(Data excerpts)
"""
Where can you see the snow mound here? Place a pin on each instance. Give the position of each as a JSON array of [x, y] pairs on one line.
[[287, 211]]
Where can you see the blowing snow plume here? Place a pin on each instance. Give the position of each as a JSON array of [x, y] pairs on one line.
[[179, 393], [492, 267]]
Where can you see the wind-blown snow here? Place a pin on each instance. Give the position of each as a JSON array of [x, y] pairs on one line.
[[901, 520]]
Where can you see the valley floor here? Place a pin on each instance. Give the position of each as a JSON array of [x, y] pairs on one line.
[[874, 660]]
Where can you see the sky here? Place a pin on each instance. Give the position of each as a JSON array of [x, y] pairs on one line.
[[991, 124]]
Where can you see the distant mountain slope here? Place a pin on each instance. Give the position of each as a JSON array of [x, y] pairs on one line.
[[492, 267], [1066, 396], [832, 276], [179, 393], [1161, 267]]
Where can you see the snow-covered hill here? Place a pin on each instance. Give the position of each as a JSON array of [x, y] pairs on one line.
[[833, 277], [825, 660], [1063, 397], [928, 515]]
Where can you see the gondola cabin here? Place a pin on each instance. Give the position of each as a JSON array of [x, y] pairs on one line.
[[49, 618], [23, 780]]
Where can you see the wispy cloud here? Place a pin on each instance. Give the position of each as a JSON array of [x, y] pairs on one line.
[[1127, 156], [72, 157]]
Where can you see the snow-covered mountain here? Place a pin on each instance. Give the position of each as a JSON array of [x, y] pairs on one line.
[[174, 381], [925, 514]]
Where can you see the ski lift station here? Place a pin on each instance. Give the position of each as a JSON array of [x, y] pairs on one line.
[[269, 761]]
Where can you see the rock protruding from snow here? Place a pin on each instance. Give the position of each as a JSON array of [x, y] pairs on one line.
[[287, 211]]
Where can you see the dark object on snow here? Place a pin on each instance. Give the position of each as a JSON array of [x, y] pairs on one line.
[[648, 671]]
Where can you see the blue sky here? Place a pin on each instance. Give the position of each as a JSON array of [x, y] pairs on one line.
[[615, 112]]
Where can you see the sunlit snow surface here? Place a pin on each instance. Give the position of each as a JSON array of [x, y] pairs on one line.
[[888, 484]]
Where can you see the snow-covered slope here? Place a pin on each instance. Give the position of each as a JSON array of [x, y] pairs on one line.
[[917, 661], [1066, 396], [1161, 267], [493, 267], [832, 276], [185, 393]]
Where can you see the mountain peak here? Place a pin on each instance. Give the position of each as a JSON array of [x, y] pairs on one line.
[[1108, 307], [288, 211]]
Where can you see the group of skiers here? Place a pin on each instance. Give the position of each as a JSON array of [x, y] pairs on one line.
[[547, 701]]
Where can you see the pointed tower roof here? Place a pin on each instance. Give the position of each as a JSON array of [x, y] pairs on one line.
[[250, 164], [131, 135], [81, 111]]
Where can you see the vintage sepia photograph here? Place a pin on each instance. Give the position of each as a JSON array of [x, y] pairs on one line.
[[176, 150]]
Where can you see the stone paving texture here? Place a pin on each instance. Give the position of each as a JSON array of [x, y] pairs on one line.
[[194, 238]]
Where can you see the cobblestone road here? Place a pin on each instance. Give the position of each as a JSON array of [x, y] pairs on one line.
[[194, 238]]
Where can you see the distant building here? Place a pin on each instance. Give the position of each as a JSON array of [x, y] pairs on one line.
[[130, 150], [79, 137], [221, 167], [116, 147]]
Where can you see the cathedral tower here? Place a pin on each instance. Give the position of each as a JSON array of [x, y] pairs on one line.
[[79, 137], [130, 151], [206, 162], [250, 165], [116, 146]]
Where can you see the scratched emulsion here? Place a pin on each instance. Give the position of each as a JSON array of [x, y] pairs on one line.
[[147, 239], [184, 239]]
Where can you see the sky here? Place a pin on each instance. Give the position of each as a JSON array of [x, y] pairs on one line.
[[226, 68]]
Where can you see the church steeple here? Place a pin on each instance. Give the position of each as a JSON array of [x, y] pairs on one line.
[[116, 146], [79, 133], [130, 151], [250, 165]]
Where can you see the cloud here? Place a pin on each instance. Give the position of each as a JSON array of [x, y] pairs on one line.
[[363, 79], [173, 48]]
"""
REQUIRED ACTION -> Return each line of the records above exactly as it reads.

RESULT OF THE TASK ->
Where can you see the snow mound here? Place a pin on each instance. Give the position of each as a JSON array of [x, y] pairs on one line.
[[287, 211]]
Where can you see the blowing snow plume here? Place a pin on each instance. Give the position of each as a JSON array of [x, y] pairs on one line.
[[179, 393], [492, 267]]
Where can you see the wind-blown snow here? Place a pin on each instance. Give the position of each as a JSON array of [x, y] pairs on one line.
[[901, 520]]
Where can you see the valley floor here? Place a pin on each instance. Give the position of each as a JSON array of [x, y] pairs on one line.
[[874, 660]]
Where can you see the sky here? Place a pin on each instance. Give the position of each as a JSON array of [x, y] pairs on one line.
[[991, 124]]
Where can you see the distant mountain slope here? Place a pin on each instance. Give the position of each as a JSON array of [x, y] pairs on one line.
[[492, 267], [1066, 396], [832, 276], [179, 393], [1161, 267]]
Where can you see the snow-covered hill here? Place a pin on each instance. Give the position of each as a JSON array of [x, y] pairs on one line.
[[833, 277], [825, 660], [1063, 397], [928, 515]]
Where can you see the gondola cabin here? Place a pin on each instance. Give the position of each as a JSON array of [x, y] pairs on one line.
[[49, 618], [23, 780]]
Where can you see the wispy cloud here? Place a pin on each instance. Give the position of each as a JSON array of [x, y] pairs on one line.
[[1127, 156], [72, 157]]
Where can you see the snow-covered mountain here? Place a pin on each instance. Give the position of each as a JSON array of [x, y] pairs on one line.
[[174, 381], [925, 514]]
Where can you see the ski lift station here? Place a pin on each instance. Give the position of each as a JSON array of [x, y] pairs on one line.
[[269, 761]]
Where can you see the rock protruding from snow here? Place a pin on each instance. Give the position of each as a JSON array of [x, y] pairs on one line.
[[287, 211]]
Where can you see the dark object on snow here? Place a pin on each instance. Give the position of each as a JSON array of [x, y] pairs on one line.
[[648, 671]]
Where can you see the blue sky here? Place a pin on each instance. Give the position of each as a JSON array of [x, y] pairs on one line.
[[615, 112]]
Where can you see the sunlit snow surface here? Place a pin on each instance. Give the position of each as a JSON array of [x, y] pairs on one line.
[[888, 484]]
Where can you see the snow-covered slope here? Place a pin on each instance. Give the position of each as a JSON array of [x, y] pairs on one line.
[[917, 661], [1066, 396], [1161, 267], [493, 267], [832, 276], [185, 393]]
Where can you see the mountain peak here? Place a pin on each instance. Give the position of each as a JSON array of [x, y] pairs on one line.
[[1108, 307], [288, 211]]
Where can you see the group of skiers here? Place a pin on each instance. Give the position of each as a JSON array of [x, y] pairs on one line.
[[547, 701]]
Where can you see the pointed tower roof here? Place a pin on each instance. Give the position of each as a JSON array of [x, y] pairs on one line.
[[250, 164], [131, 135], [81, 111]]
Where can you see the vintage sepia photograph here? Place a pin on each instance. Give the position of each as a JSON array of [x, y] pairs on one line.
[[176, 150]]
Where can you see the stone paving texture here? Place a pin on each instance. Give the position of each as a JSON array of [x, y] pairs on one line.
[[194, 238]]
Where can you see the cobblestone road here? Place a pin on each instance. Give the position of each as a JSON array of [x, y] pairs on one line.
[[194, 238]]
Where can you see the distant building here? Place a pin on each instance. Give the position of each as a JSON array of [x, y] pairs on one line.
[[130, 150], [79, 137], [221, 167], [116, 147]]
Where can you see the cathedral tower here? Place a pin on each instance. Give the position of each as a JSON array of [x, y] pairs on one line.
[[79, 137], [130, 151], [206, 162], [250, 165], [116, 146]]
Where can you see the scratched emulsion here? Place a pin on each instance. Give the position of each as a JSON array of [x, y] pairs on one line.
[[147, 239], [184, 239]]
Where can you see the sky here? Place a pin on each instance. Give the position of each as a JSON array of [x, y] pairs on one line.
[[226, 68]]
Where can you see the church steeple here? Place a pin on each instance. Give the position of each as a JSON array of [x, y] pairs on one line.
[[116, 146], [79, 133], [130, 151], [250, 165]]
Where can you see the cloud here? Place a pin on each instance. Give the position of each as a JSON array of [x, y] pairs on one line.
[[363, 79], [173, 48]]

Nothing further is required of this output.